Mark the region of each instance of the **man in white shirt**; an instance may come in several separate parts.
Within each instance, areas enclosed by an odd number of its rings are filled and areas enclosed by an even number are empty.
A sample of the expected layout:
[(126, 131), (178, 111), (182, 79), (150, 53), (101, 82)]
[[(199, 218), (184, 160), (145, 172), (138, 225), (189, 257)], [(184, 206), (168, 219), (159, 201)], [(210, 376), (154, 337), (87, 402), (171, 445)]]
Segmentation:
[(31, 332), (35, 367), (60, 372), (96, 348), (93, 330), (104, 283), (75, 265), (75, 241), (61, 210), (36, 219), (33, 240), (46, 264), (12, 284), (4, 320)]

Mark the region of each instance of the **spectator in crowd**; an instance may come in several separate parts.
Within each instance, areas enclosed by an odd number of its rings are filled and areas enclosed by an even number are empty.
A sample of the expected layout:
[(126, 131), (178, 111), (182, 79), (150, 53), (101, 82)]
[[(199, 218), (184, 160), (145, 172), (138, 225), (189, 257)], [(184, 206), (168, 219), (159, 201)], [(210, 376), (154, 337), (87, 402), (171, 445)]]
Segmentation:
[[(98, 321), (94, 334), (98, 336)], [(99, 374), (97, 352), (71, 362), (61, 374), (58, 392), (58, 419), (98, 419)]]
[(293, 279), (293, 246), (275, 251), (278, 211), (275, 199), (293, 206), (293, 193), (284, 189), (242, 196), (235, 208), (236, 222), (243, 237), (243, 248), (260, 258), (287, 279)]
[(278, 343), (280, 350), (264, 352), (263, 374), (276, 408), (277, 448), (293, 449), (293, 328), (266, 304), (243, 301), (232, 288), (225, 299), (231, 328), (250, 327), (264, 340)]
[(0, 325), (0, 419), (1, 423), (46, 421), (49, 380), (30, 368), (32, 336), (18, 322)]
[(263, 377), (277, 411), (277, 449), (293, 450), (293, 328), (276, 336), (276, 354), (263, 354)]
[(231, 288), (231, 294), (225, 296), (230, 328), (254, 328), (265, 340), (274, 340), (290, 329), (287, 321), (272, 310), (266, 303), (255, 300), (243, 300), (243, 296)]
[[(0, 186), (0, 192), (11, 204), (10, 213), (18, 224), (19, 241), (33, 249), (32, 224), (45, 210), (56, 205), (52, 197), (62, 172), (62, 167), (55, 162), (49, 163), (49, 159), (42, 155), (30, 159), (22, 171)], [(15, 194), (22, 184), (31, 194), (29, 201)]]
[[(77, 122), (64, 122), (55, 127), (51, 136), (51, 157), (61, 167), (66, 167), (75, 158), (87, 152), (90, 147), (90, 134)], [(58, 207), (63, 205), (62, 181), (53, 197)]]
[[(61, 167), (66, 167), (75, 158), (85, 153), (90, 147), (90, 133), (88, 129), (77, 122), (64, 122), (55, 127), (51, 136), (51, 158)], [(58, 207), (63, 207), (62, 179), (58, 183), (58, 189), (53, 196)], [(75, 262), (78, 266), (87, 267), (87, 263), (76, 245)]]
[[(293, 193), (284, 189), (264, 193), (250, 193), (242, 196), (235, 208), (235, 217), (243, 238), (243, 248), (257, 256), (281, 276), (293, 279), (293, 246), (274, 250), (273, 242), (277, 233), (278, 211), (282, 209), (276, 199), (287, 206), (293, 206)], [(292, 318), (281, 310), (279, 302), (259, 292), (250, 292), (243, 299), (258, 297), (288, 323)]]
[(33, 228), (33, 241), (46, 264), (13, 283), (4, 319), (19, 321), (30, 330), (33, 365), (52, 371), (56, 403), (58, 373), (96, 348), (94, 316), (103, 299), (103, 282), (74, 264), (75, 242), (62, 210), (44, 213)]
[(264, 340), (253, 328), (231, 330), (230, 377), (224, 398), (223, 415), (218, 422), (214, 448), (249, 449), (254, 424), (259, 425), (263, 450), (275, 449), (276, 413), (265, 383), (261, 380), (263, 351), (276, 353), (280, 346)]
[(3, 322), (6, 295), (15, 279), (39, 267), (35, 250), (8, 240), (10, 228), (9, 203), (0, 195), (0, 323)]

◆ Task requirements ◆
Could you copy every record above exactly as it stands?

◆ Solution to the problem ◆
Mark the region of each instance of the **man in white shirt**; an instance may come in several separate parts.
Within each instance, areas enclosed by an odd number of its rings are filled and areas enclosed by an even number are empty.
A sample of the expected layout:
[(126, 131), (178, 111), (182, 79), (150, 53), (101, 82)]
[[(199, 218), (184, 160), (145, 172), (138, 225), (189, 257)], [(184, 206), (168, 219), (159, 201)], [(210, 376), (154, 337), (87, 402), (171, 445)]]
Segmentation:
[(31, 332), (35, 367), (60, 372), (96, 348), (93, 330), (104, 283), (75, 265), (75, 241), (61, 210), (36, 219), (33, 240), (46, 264), (12, 284), (4, 320)]

Mark the region of each instance of the **spectator in crowd**; an instance may come in several separate parts.
Within each instance, areas enclosed by an odd number of its rings are filled and areas enclosed by an even number are empty.
A sample of the expected layout:
[(126, 131), (178, 111), (182, 79), (150, 53), (101, 82)]
[[(199, 218), (184, 160), (145, 172), (138, 225), (189, 257)], [(184, 206), (168, 219), (159, 201)], [(210, 376), (154, 337), (87, 402), (171, 445)]]
Segmentation:
[[(98, 321), (94, 334), (98, 336)], [(99, 374), (97, 352), (71, 362), (61, 374), (58, 392), (58, 419), (98, 419)]]
[(293, 279), (293, 246), (275, 251), (278, 211), (275, 199), (293, 206), (293, 193), (284, 189), (242, 196), (235, 208), (236, 222), (243, 237), (243, 248), (260, 258), (287, 279)]
[(278, 343), (280, 350), (264, 352), (263, 374), (276, 408), (277, 448), (293, 449), (293, 328), (266, 304), (243, 301), (232, 288), (225, 299), (231, 328), (250, 327), (264, 340)]
[(0, 325), (0, 419), (1, 423), (46, 421), (49, 380), (30, 368), (32, 336), (18, 322)]
[(263, 377), (277, 411), (277, 449), (293, 450), (293, 328), (276, 336), (276, 354), (263, 354)]
[(231, 288), (231, 294), (225, 296), (230, 328), (254, 328), (265, 340), (274, 340), (290, 329), (287, 321), (272, 310), (266, 303), (255, 300), (243, 300), (243, 296)]
[[(0, 186), (0, 192), (11, 204), (10, 213), (18, 224), (19, 241), (33, 249), (32, 224), (45, 210), (56, 205), (52, 197), (62, 172), (62, 167), (55, 162), (49, 163), (49, 159), (42, 155), (30, 159), (22, 171)], [(15, 194), (22, 184), (31, 194), (29, 201)]]
[[(77, 122), (64, 122), (55, 127), (51, 136), (51, 157), (61, 167), (66, 167), (75, 158), (87, 152), (90, 147), (90, 134)], [(58, 207), (63, 205), (62, 181), (53, 197)]]
[[(61, 167), (66, 167), (75, 158), (85, 153), (90, 147), (90, 133), (88, 129), (77, 122), (64, 122), (55, 127), (51, 136), (51, 158)], [(58, 207), (63, 207), (62, 179), (58, 183), (58, 189), (53, 196)], [(75, 262), (78, 266), (87, 267), (87, 263), (76, 245)]]
[[(293, 193), (284, 189), (264, 193), (250, 193), (242, 196), (235, 208), (235, 217), (243, 238), (243, 248), (257, 256), (281, 276), (293, 279), (293, 246), (274, 250), (273, 242), (277, 233), (278, 211), (282, 209), (276, 199), (287, 206), (293, 206)], [(292, 318), (281, 310), (279, 302), (259, 292), (250, 292), (243, 299), (258, 297), (288, 323)]]
[(33, 228), (33, 241), (46, 264), (13, 283), (4, 319), (19, 321), (30, 330), (33, 365), (52, 371), (56, 403), (58, 373), (96, 348), (94, 316), (103, 299), (103, 282), (74, 264), (75, 242), (62, 210), (44, 213)]
[(264, 340), (253, 328), (231, 330), (230, 377), (224, 398), (223, 415), (218, 422), (214, 448), (249, 449), (254, 424), (259, 425), (263, 450), (275, 449), (276, 413), (265, 383), (261, 380), (263, 351), (276, 353), (280, 346)]
[(3, 322), (6, 295), (15, 279), (39, 267), (35, 250), (8, 240), (10, 228), (9, 203), (0, 195), (0, 323)]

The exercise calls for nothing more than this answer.